Dataset excerpts on pointing to objects
◇ ◇ ◇ ◇

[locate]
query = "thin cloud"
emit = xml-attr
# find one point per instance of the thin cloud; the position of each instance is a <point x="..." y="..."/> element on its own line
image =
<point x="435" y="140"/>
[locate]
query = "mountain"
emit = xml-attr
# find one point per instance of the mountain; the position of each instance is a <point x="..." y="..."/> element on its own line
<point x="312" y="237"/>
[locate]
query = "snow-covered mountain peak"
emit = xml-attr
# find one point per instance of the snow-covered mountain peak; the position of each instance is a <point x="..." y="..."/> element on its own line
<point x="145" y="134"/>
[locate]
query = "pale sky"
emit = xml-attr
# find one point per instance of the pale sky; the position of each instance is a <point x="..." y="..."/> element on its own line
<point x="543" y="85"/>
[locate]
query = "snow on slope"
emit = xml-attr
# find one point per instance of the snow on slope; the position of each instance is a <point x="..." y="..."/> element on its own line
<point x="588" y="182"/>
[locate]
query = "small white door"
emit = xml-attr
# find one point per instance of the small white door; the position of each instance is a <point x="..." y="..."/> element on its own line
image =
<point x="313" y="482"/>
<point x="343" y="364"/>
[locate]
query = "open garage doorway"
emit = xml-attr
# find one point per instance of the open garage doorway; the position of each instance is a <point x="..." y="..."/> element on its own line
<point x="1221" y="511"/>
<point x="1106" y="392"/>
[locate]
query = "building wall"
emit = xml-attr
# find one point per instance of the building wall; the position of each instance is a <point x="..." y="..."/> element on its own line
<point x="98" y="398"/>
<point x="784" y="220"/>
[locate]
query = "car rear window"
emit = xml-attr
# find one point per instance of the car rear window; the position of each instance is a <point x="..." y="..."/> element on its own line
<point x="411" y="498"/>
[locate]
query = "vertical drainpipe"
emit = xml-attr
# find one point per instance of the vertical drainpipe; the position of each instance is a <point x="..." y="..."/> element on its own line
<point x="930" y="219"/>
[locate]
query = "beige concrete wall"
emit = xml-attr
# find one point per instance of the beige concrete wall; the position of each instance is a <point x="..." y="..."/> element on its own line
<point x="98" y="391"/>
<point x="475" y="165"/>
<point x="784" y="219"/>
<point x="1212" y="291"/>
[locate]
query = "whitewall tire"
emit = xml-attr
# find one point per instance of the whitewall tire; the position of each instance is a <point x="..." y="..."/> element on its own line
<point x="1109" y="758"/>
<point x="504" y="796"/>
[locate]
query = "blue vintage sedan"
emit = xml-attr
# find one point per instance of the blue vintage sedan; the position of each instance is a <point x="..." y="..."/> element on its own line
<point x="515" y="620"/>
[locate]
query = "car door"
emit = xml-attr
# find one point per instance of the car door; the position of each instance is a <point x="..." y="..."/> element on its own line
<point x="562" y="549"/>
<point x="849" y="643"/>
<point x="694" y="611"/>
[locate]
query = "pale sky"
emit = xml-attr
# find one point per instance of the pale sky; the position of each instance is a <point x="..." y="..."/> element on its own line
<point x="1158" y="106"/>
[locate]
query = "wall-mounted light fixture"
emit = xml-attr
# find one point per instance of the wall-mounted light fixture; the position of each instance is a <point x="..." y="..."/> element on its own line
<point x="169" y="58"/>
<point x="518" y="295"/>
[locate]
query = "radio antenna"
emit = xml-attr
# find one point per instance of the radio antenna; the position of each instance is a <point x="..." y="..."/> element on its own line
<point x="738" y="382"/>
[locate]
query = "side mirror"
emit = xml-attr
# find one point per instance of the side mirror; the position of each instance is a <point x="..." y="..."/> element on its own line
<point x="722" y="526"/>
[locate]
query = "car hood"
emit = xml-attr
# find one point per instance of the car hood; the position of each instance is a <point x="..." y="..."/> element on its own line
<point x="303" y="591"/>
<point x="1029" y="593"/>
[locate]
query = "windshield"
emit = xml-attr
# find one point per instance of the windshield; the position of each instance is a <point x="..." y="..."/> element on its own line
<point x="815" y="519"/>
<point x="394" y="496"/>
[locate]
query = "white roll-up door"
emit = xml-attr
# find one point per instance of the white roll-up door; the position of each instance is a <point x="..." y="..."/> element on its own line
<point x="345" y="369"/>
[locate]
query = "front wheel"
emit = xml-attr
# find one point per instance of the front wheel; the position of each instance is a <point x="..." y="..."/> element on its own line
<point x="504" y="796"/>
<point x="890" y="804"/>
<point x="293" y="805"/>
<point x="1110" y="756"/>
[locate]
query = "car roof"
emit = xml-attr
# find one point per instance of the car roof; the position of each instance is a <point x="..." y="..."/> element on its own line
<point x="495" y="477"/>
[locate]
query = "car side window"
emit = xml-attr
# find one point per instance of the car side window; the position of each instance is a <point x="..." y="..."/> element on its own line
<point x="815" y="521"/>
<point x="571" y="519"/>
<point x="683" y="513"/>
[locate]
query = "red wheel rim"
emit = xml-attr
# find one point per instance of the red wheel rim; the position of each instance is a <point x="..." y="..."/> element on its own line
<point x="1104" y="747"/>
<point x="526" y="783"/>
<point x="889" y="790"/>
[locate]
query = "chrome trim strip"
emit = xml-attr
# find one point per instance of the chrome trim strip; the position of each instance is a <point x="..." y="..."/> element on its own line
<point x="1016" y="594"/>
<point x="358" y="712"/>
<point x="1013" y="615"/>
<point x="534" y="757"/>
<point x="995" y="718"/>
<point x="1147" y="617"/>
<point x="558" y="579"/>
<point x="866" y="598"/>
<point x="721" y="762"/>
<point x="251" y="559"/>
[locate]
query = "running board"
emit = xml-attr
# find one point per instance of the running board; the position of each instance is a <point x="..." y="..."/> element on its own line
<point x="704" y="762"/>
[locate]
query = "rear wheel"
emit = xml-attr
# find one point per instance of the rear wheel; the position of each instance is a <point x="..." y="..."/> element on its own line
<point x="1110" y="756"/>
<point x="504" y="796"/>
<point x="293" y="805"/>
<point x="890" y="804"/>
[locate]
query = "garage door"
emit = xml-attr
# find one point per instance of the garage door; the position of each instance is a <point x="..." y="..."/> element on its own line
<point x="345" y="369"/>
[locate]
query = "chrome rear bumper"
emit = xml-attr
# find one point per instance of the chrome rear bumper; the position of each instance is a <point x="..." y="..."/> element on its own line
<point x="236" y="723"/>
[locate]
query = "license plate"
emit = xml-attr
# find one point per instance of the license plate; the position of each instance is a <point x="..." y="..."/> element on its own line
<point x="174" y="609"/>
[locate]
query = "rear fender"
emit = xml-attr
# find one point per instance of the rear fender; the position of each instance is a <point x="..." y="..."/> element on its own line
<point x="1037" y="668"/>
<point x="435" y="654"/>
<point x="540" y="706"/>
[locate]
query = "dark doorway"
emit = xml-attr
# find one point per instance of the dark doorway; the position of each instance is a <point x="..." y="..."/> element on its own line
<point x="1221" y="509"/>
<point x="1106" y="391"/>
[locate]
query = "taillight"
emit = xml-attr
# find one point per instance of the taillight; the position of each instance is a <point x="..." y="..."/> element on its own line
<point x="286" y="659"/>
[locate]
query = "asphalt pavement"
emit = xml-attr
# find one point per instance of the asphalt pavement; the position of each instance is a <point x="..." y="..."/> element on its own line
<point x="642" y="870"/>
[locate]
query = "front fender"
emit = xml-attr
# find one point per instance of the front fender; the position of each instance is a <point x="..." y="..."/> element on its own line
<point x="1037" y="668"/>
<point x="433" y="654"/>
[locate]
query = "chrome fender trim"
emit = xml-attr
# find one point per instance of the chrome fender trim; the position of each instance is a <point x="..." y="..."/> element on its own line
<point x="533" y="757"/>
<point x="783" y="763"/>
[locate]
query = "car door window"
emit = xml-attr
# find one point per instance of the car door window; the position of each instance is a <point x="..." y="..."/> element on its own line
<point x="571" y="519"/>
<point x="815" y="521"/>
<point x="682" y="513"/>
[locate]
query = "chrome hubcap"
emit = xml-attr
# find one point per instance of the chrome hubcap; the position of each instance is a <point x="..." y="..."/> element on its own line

◇ ◇ ◇ ◇

The problem: From the rows above, copy every line that contains the word "running", matching case exactly.

Solution for this exercise:
query = "running board"
# find one point per instance of the running board; the position of each instance is a <point x="..." y="..."/> element on its own line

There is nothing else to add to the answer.